TEXTE FOURNI »

^^^^

C’est avec humour et auto-dérision que la chanteuse traite de sa solitude. Dans Room Temperature, elle confie que d’une année sur l’autre elle fréquente les mêmes lieux, portent les mêmes vêtements. Preuve qu’il ne passe pas grand chose dans sa vie et que sans aucun contact humain elle perd l’envie de prendre soin d’elle :
I was sitting here last year, the same time ago
Still wearing the same thing, these aren’t even my clothes
I’ve just don’t change that much ’cause who’s to impress?
There’s nobody around when I’m at my best
Elle exprime clairement sa façon un peu gauche de se comporter face à son béguin, un peu comme dans une saynète de Charlie Chaplin (It’s the thought of you that slightly scare me / But it takes my breath away, forget what I was gonna say – Kingston ou encore You looked back at me once /But I looked back two times – Right Side Of My Neck)

^^^^

À FAIRE »
1 – Recopiez tout ce qui va de « C’est avec humour » jusqu'à « Of My Neck) » dans le texte fourni, sans rien changer.
2 – Répondez à ces questions d'après le texte fourni :
(a) Dans quelle chanson la chanteuse dit-elle fréquenter les mêmes lieux d'une année sur l'autre ?
(b) À quel artiste le texte compare-t-il sa façon de se comporter face à son béguin ?
(c) De quelle chanson vient la phrase « You looked back at me once » ?
3 – Pour chaque affirmation, dites si elle s'accorde avec le texte fourni, par oui ou par non, puis citez les mots du texte qui le montrent :
(a) La chanteuse parle de sa solitude avec sérieux et gravité.
(b) La phrase « It’s the thought of you that slightly scare me » vient de la chanson Kingston.
(c) Sans contact humain, la chanteuse perd l'envie de prendre soin d'elle.

^^^^

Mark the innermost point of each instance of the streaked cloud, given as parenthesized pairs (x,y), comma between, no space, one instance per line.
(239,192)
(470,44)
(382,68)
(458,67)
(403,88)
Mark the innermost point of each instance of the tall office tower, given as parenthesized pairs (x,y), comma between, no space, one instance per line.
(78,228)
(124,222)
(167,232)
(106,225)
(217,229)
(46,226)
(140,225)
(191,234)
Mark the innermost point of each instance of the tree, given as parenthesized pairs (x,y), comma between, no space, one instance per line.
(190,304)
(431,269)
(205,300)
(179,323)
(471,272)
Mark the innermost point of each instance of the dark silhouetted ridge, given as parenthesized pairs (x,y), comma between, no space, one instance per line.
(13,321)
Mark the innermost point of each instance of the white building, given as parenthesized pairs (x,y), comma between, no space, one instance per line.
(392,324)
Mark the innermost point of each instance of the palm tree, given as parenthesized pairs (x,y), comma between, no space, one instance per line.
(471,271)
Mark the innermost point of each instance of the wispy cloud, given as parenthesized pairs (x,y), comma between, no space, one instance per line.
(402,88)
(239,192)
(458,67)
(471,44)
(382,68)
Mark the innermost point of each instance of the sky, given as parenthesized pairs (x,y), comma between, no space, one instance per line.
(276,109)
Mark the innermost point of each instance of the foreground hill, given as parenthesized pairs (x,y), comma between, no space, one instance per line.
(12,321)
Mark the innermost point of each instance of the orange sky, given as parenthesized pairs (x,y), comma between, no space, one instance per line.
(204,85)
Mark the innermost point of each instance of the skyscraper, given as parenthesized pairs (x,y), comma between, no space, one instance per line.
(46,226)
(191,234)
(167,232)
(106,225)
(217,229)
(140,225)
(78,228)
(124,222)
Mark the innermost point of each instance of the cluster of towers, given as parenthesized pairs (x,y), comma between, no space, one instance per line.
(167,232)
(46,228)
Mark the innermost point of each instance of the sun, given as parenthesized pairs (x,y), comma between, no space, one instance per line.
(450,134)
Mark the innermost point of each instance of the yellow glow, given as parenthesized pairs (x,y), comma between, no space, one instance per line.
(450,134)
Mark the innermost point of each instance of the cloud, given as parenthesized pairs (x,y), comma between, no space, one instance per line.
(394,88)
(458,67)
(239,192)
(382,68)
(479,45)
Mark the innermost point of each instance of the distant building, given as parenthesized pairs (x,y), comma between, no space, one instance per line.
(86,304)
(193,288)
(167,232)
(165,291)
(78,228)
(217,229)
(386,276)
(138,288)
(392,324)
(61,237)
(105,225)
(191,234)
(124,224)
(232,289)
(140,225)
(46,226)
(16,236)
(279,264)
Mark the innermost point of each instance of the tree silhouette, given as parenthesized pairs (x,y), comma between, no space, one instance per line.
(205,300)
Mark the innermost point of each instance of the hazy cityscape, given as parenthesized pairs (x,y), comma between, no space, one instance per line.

^^^^

LES RÉPONSES »
1 –
C’est avec humour et auto-dérision que la chanteuse traite de sa solitude. Dans Room Temperature, elle confie que d’une année sur l’autre elle fréquente les mêmes lieux, portent les mêmes vêtements. Preuve qu’il ne passe pas grand chose dans sa vie et que sans aucun contact humain elle perd l’envie de prendre soin d’elle :
I was sitting here last year, the same time ago
Still wearing the same thing, these aren’t even my clothes
I’ve just don’t change that much ’cause who’s to impress?
There’s nobody around when I’m at my best
Elle exprime clairement sa façon un peu gauche de se comporter face à son béguin, un peu comme dans une saynète de Charlie Chaplin (It’s the thought of you that slightly scare me / But it takes my breath away, forget what I was gonna say – Kingston ou encore You looked back at me once /But I looked back two times – Right Side Of My Neck)

2 –
(a) Room Temperature.
(b) Charlie Chaplin.
(c) Right Side Of My Neck.

3 –
(a) Non : « C’est avec humour et auto-dérision que la chanteuse traite de sa solitude. »
(b) Oui : « It’s the thought of you that slightly scare me / But it takes my breath away, forget what I was gonna say – Kingston »
(c) Oui : « sans aucun contact humain elle perd l’envie de prendre soin d’elle »